## Description of the task
Render everything from the start of the rows down to the line containing "[416,196,432,208]" as a Markdown table with the columns No. and Text, numbering each line and skipping blank lines. Leave the pictures out.
◆ ◆ ◆ ◆ ◆ ◆ ◆
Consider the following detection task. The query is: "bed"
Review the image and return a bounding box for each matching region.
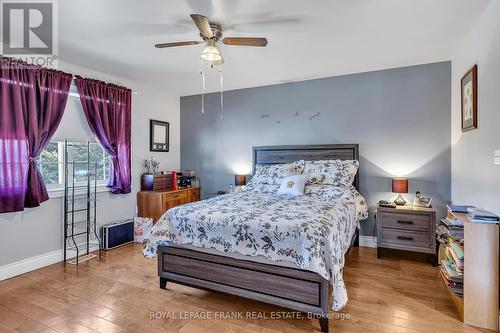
[144,144,366,332]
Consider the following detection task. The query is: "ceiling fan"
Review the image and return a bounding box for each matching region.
[155,14,267,65]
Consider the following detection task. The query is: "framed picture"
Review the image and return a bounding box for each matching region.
[462,65,477,132]
[149,119,170,152]
[416,196,432,208]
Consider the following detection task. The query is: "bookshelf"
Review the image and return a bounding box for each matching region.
[448,212,499,331]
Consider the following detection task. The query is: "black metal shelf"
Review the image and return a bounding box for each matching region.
[64,141,102,265]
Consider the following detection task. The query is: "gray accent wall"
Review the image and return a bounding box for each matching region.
[180,62,451,236]
[451,1,500,215]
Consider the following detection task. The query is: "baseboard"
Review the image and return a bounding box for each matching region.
[359,235,377,247]
[0,246,99,281]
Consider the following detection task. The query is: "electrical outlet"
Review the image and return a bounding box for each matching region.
[493,149,500,165]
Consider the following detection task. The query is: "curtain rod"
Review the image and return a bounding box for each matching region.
[68,75,138,98]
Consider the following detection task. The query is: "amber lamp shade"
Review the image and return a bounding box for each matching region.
[392,178,408,193]
[234,175,247,186]
[392,178,408,206]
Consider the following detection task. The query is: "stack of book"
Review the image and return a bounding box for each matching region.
[436,205,468,297]
[437,216,464,243]
[467,207,499,223]
[440,241,464,296]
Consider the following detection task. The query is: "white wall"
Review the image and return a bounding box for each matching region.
[0,63,180,270]
[451,1,500,214]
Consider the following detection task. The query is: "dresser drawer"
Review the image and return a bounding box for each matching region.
[189,188,200,202]
[381,228,432,249]
[163,191,188,202]
[381,212,432,231]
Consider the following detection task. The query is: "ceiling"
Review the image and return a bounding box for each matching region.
[59,0,491,96]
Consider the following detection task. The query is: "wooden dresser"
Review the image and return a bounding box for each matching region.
[137,187,200,223]
[377,206,436,265]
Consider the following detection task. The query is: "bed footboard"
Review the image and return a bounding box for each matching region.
[158,245,329,332]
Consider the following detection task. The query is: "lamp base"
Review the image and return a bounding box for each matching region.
[394,193,406,206]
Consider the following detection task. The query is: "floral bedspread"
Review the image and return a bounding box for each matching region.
[143,185,367,310]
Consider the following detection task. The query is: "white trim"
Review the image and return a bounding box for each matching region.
[47,183,111,199]
[359,235,377,248]
[0,244,99,281]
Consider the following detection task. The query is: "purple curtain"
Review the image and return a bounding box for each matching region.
[76,76,132,194]
[0,56,72,213]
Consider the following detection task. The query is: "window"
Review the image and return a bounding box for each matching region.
[39,141,110,189]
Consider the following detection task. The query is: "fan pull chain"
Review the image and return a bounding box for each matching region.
[200,70,206,114]
[219,66,224,119]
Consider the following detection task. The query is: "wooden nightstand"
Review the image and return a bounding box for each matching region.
[377,206,436,265]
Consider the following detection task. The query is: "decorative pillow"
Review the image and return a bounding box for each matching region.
[304,160,359,186]
[241,182,280,193]
[249,161,304,185]
[278,175,306,196]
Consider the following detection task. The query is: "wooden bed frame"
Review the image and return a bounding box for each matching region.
[158,144,359,333]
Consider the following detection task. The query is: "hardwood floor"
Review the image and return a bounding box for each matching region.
[0,245,492,333]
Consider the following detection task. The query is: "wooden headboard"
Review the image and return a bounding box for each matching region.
[252,144,359,191]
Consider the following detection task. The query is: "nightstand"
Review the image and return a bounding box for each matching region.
[377,205,436,265]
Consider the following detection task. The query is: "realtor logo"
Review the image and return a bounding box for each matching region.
[0,0,57,67]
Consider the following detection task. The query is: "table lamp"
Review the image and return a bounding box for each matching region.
[392,178,408,206]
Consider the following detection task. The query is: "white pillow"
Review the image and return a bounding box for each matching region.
[278,175,306,197]
[304,160,359,186]
[249,161,304,185]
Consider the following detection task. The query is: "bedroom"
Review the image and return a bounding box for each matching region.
[0,0,500,332]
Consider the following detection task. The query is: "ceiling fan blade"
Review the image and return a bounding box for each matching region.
[191,14,214,38]
[222,37,267,46]
[155,40,203,49]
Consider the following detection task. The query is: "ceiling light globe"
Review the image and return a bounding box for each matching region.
[201,41,222,63]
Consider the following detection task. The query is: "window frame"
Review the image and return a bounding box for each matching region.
[39,139,110,198]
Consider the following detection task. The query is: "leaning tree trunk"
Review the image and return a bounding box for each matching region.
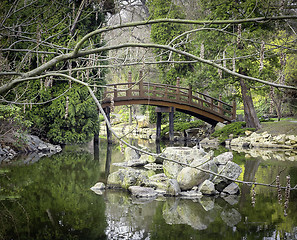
[240,79,261,129]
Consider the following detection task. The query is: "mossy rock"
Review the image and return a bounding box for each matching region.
[211,122,256,143]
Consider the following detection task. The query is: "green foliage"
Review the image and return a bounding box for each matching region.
[0,0,105,143]
[211,122,256,142]
[0,104,32,150]
[161,120,205,137]
[147,0,193,84]
[26,82,99,143]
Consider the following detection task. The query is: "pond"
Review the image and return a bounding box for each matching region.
[0,139,297,239]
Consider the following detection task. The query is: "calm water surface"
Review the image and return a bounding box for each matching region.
[0,140,297,239]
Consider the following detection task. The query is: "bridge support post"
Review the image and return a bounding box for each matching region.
[169,107,174,142]
[156,112,162,141]
[156,107,174,142]
[104,106,112,143]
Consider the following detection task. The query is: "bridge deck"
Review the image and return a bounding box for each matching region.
[102,80,236,124]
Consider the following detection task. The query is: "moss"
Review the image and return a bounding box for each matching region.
[211,122,256,143]
[161,120,205,138]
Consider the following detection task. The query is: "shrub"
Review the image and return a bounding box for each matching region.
[0,104,32,149]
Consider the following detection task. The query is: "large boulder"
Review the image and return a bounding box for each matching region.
[214,152,233,165]
[128,186,158,198]
[146,173,181,196]
[162,147,206,178]
[223,182,240,195]
[213,161,242,192]
[177,152,217,190]
[125,147,140,161]
[221,208,241,227]
[107,168,155,189]
[199,180,216,195]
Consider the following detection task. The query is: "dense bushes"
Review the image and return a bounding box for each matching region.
[211,122,256,142]
[0,105,32,149]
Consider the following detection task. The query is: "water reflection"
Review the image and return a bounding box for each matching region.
[0,139,297,239]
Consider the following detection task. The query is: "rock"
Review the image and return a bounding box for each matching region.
[162,147,199,178]
[177,167,208,191]
[222,182,240,195]
[37,143,49,152]
[199,138,219,145]
[180,190,202,199]
[125,147,140,161]
[199,196,214,211]
[128,186,158,198]
[139,154,156,163]
[214,122,226,131]
[177,152,217,190]
[107,168,155,189]
[199,180,216,195]
[214,152,233,165]
[221,192,239,206]
[244,130,253,136]
[113,159,147,167]
[144,163,163,170]
[91,182,105,190]
[213,161,242,192]
[221,208,241,227]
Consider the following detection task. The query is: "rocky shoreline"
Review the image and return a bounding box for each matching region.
[0,134,62,164]
[91,147,242,199]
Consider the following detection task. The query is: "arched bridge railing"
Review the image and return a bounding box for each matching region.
[102,77,236,122]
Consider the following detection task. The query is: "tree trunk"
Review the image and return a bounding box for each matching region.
[240,79,261,129]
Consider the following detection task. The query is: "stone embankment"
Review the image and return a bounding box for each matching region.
[92,147,242,199]
[100,123,212,142]
[0,135,62,164]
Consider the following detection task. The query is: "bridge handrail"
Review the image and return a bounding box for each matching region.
[104,82,233,108]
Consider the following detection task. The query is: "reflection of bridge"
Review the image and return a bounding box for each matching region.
[102,73,236,142]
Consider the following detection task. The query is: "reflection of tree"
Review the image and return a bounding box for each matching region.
[105,143,112,179]
[240,158,261,207]
[0,152,106,239]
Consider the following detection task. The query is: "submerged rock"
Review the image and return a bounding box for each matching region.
[107,168,155,189]
[146,173,181,196]
[221,208,241,227]
[90,182,105,195]
[199,180,216,195]
[213,161,242,192]
[222,182,239,195]
[128,186,158,198]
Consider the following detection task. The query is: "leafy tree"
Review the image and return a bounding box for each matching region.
[1,0,105,143]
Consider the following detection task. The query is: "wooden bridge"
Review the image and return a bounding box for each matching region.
[102,73,236,125]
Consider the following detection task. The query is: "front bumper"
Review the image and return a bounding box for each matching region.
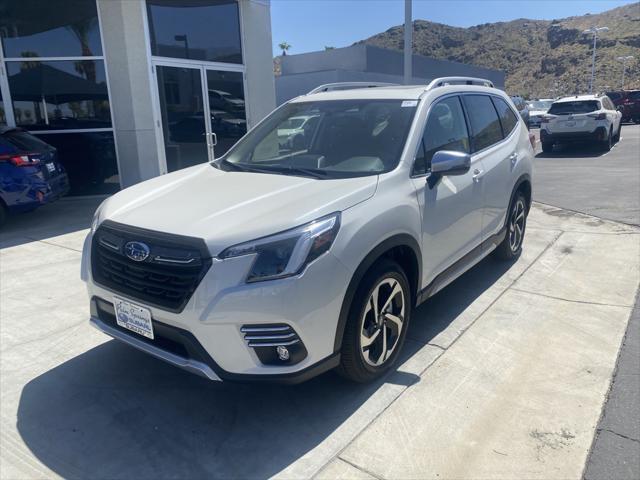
[540,127,609,143]
[82,234,351,383]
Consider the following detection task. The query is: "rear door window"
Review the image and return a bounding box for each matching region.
[549,100,600,115]
[491,97,518,137]
[413,97,469,175]
[464,95,503,152]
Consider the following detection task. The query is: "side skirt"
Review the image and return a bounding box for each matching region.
[416,226,507,306]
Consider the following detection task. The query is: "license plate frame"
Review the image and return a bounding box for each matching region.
[113,297,154,340]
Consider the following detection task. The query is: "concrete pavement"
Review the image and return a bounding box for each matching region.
[0,201,640,478]
[534,125,640,225]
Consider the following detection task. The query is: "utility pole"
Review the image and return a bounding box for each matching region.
[582,27,609,93]
[404,0,413,85]
[618,55,634,90]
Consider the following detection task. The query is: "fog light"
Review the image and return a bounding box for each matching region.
[276,345,289,362]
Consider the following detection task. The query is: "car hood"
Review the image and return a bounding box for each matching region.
[100,164,378,256]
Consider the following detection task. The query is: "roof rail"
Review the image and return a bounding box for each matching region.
[425,77,495,91]
[307,82,397,95]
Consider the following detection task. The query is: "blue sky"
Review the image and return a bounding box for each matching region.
[271,0,636,54]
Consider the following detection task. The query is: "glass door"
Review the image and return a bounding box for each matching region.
[155,65,210,172]
[205,68,247,158]
[155,61,247,172]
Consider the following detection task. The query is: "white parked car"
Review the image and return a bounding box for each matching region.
[540,95,622,152]
[528,98,553,127]
[82,77,534,382]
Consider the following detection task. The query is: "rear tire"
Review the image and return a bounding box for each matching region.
[493,191,529,261]
[337,259,412,383]
[613,122,622,143]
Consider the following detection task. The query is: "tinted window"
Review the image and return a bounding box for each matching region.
[0,0,102,57]
[6,60,111,130]
[147,0,242,63]
[464,95,502,152]
[413,97,469,175]
[549,100,600,115]
[491,97,518,137]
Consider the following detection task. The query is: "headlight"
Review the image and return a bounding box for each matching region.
[218,213,340,282]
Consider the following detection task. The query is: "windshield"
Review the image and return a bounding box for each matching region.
[219,100,418,178]
[529,100,553,110]
[280,118,304,130]
[549,100,600,115]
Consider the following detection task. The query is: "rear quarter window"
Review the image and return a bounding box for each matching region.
[491,97,518,137]
[464,95,503,152]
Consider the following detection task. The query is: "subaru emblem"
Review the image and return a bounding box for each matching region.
[124,242,151,262]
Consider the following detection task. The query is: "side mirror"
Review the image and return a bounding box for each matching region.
[427,150,471,188]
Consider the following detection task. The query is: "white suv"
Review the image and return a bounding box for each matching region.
[82,77,534,382]
[540,95,622,152]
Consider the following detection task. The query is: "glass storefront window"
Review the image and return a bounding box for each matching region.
[207,70,247,157]
[0,92,7,125]
[147,0,242,63]
[6,60,111,130]
[0,0,102,58]
[36,132,120,195]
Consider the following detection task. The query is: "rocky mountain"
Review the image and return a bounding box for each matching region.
[358,2,640,98]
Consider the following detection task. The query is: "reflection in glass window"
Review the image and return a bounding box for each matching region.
[6,60,111,130]
[147,0,242,63]
[0,0,102,58]
[37,132,120,195]
[0,88,7,125]
[464,95,502,152]
[492,97,518,137]
[413,97,469,175]
[207,70,247,157]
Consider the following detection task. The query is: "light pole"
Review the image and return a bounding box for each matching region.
[582,27,609,93]
[618,55,634,90]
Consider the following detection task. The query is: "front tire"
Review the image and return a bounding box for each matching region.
[494,191,528,261]
[338,259,412,383]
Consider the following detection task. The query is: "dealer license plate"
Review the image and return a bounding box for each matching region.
[113,297,153,340]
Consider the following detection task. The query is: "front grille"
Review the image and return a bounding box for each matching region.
[91,221,211,312]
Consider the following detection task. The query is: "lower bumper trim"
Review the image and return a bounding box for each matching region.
[90,317,222,382]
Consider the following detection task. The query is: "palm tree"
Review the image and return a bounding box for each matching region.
[278,42,291,56]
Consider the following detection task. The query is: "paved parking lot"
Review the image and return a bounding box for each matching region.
[534,125,640,225]
[0,125,640,479]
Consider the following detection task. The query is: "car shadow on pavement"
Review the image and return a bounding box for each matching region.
[17,255,510,478]
[536,142,615,159]
[0,197,104,249]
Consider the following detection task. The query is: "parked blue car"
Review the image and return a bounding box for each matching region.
[0,127,69,225]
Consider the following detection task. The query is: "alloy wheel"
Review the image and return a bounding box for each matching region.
[360,277,405,367]
[509,198,526,252]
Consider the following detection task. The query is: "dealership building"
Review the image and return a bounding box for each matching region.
[0,0,276,195]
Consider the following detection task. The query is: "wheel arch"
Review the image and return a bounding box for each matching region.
[333,234,422,352]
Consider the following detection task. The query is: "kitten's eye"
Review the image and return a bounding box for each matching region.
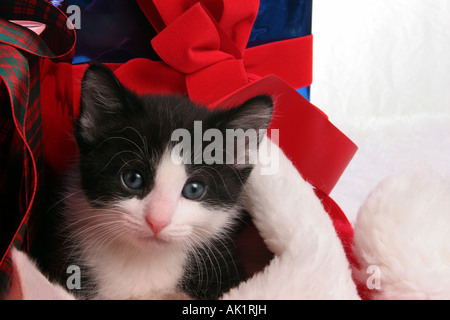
[122,170,144,190]
[182,182,205,200]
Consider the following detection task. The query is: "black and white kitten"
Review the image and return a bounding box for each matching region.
[59,64,273,299]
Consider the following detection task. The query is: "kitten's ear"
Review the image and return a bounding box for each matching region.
[5,249,75,300]
[76,64,127,141]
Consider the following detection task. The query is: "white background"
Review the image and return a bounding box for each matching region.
[311,0,450,222]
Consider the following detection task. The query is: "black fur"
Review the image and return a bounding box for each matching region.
[75,64,273,299]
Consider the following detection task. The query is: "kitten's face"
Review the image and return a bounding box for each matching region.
[76,65,272,247]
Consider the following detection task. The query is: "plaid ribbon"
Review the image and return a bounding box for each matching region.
[0,0,76,294]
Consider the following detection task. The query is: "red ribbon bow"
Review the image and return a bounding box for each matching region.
[134,0,312,105]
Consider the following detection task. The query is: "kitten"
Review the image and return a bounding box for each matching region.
[58,64,273,299]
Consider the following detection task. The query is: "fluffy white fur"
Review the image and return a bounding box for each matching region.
[354,170,450,299]
[7,136,450,299]
[223,137,359,299]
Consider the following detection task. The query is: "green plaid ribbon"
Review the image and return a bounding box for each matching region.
[0,0,76,294]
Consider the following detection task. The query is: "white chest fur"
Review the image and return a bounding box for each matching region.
[90,248,187,299]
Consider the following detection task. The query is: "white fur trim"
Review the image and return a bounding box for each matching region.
[223,138,359,299]
[355,170,450,299]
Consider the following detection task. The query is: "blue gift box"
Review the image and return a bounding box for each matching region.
[60,0,312,100]
[248,0,312,100]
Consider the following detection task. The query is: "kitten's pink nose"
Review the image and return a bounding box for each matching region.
[145,215,170,235]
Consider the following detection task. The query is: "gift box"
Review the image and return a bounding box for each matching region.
[0,0,356,298]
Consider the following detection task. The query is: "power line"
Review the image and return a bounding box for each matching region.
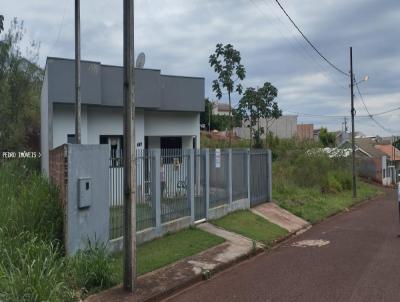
[49,0,68,55]
[275,0,349,76]
[248,0,345,88]
[355,81,400,134]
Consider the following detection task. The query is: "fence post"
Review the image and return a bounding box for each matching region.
[267,150,272,201]
[204,149,210,220]
[247,149,251,205]
[189,149,195,224]
[149,149,161,229]
[228,148,233,211]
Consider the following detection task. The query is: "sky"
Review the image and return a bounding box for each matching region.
[0,0,400,136]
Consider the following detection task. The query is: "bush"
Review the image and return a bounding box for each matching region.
[0,229,75,302]
[68,241,118,296]
[0,160,63,241]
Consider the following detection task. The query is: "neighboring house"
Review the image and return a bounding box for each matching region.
[212,102,230,115]
[234,115,297,139]
[375,143,400,183]
[339,138,393,186]
[297,124,314,140]
[41,58,204,172]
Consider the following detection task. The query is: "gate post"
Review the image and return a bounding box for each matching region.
[149,149,161,230]
[246,149,251,204]
[228,148,233,211]
[204,149,210,220]
[188,149,195,224]
[267,150,272,201]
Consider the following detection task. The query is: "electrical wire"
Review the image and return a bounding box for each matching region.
[49,0,68,56]
[275,0,349,76]
[354,79,398,134]
[248,0,346,89]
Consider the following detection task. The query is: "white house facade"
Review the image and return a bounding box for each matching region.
[41,58,204,173]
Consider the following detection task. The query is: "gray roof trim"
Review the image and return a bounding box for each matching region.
[46,57,205,112]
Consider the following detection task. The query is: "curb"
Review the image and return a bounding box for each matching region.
[142,247,265,302]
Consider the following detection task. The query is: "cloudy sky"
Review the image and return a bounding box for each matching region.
[0,0,400,136]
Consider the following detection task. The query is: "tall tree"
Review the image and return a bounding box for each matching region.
[0,19,43,151]
[319,128,336,147]
[237,82,282,148]
[0,15,4,34]
[209,43,246,146]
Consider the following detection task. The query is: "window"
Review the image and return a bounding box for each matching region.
[99,135,123,158]
[67,134,75,144]
[160,136,182,164]
[160,136,182,149]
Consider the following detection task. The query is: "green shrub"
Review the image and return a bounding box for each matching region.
[0,160,63,241]
[0,229,75,302]
[68,241,118,296]
[321,173,343,194]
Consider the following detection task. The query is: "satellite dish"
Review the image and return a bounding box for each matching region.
[136,52,146,68]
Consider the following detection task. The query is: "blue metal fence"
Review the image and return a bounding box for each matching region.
[109,149,271,239]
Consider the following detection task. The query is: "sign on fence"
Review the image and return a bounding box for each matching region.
[215,149,221,168]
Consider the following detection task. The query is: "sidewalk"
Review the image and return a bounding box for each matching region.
[85,223,263,302]
[85,204,305,302]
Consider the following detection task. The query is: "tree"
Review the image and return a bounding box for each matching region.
[200,99,213,130]
[0,15,4,34]
[209,43,246,146]
[319,128,336,147]
[238,82,282,148]
[0,19,43,151]
[393,136,400,150]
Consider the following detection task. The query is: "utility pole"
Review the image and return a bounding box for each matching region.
[0,15,4,33]
[123,0,136,292]
[350,47,357,198]
[75,0,81,144]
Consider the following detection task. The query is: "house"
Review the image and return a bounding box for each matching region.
[41,58,204,173]
[375,143,400,183]
[297,124,314,140]
[212,102,231,116]
[339,138,393,186]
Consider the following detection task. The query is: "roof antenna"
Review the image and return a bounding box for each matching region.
[136,52,146,69]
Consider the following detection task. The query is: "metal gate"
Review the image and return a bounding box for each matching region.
[250,150,270,207]
[194,150,206,222]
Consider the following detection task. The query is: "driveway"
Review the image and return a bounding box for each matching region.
[166,190,400,302]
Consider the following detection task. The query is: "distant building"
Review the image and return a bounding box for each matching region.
[234,115,297,139]
[297,124,314,140]
[212,102,229,115]
[339,138,400,186]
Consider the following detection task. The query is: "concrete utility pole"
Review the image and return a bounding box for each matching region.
[350,47,357,198]
[75,0,81,144]
[123,0,136,292]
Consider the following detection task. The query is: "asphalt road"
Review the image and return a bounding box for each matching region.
[166,190,400,302]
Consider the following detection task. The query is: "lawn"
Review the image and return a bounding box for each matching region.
[273,181,382,223]
[114,228,225,280]
[211,211,288,246]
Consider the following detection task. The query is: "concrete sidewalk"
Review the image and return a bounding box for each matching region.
[251,202,311,234]
[85,223,264,302]
[167,189,400,302]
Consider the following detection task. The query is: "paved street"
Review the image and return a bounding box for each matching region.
[168,191,400,302]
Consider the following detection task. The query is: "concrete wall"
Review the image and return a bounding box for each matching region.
[46,58,204,112]
[50,104,200,149]
[40,70,49,175]
[65,144,110,255]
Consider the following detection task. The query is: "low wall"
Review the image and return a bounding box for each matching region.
[207,198,250,220]
[108,216,191,252]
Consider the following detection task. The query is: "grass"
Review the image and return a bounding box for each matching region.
[211,211,288,246]
[114,228,225,280]
[273,181,382,223]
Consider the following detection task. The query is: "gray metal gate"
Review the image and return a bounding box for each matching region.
[250,150,271,207]
[194,150,206,221]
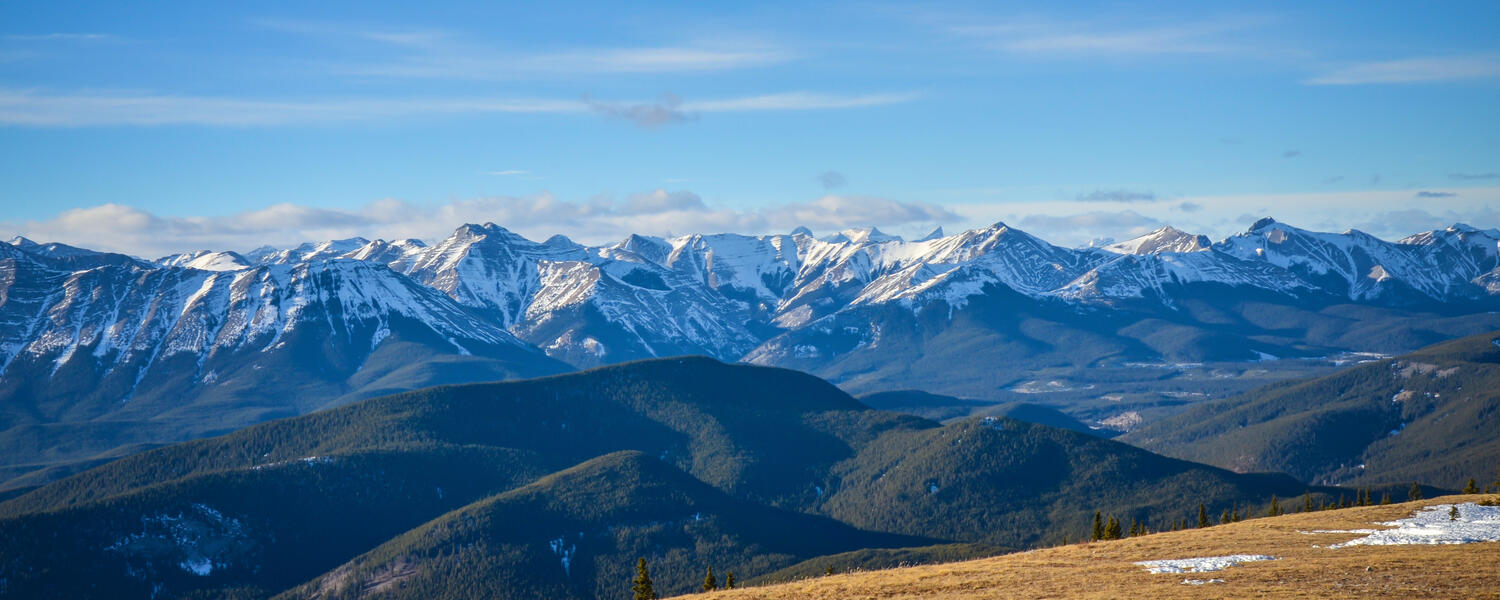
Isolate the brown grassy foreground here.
[683,495,1500,600]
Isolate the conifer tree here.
[704,566,719,591]
[630,558,657,600]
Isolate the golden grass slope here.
[683,495,1500,600]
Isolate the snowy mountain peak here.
[824,227,902,245]
[1104,227,1214,255]
[156,251,251,272]
[1248,216,1277,233]
[917,227,948,242]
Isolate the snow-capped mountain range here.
[0,219,1500,420]
[0,219,1500,486]
[0,219,1500,382]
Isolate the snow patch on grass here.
[1329,503,1500,548]
[1136,554,1277,573]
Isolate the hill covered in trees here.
[0,359,1356,599]
[1121,333,1500,489]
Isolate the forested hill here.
[0,359,1356,599]
[1121,333,1500,489]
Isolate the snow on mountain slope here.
[398,224,588,329]
[1214,218,1496,302]
[0,219,1500,384]
[1053,251,1313,306]
[156,251,251,272]
[344,239,428,273]
[0,261,537,390]
[851,224,1104,312]
[515,255,759,366]
[251,237,369,264]
[1104,227,1214,254]
[659,234,801,312]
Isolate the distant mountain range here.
[0,219,1500,488]
[1121,333,1500,489]
[0,359,1353,599]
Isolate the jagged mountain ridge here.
[0,219,1500,384]
[0,219,1500,492]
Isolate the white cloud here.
[0,87,915,126]
[0,189,962,258]
[1307,54,1500,86]
[683,92,923,113]
[950,18,1266,57]
[252,20,798,81]
[951,186,1500,246]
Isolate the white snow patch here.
[1329,503,1500,548]
[1136,554,1277,573]
[177,557,213,576]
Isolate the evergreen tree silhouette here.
[630,558,657,600]
[704,566,719,591]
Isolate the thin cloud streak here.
[0,89,917,128]
[950,18,1266,57]
[251,20,798,81]
[1307,54,1500,86]
[0,189,962,258]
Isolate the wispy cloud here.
[252,20,798,81]
[1077,189,1157,203]
[0,89,915,126]
[683,92,923,113]
[0,189,962,258]
[950,18,1266,57]
[1307,54,1500,86]
[813,171,849,189]
[0,33,120,42]
[584,93,698,129]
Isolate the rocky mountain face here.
[0,219,1500,486]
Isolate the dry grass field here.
[683,495,1500,600]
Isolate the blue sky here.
[0,2,1500,255]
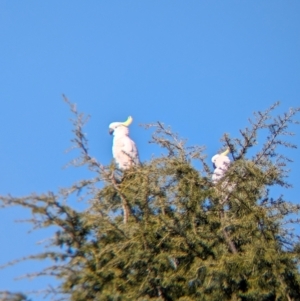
◆ ◆ ◆ ◆ ◆ ◆ ◆
## Exercise result
| No. | Text |
|---|---|
| 1 | Consider the following detection task. The query is: "bed" |
| 2 | Review the image and return a bounding box for each matching region. |
| 3 | [144,144,366,332] |
| 4 | Consider the following detection task. The query is: "ceiling fan" |
| 5 | Review the image and return a bounding box for each matching region. |
| 6 | [155,14,267,65] |
| 7 | Consider the following detection task. The query is: "framed picture" |
| 8 | Review the image and return a bounding box for each matching region. |
| 9 | [462,65,477,132] |
| 10 | [149,119,170,152] |
| 11 | [416,196,432,208] |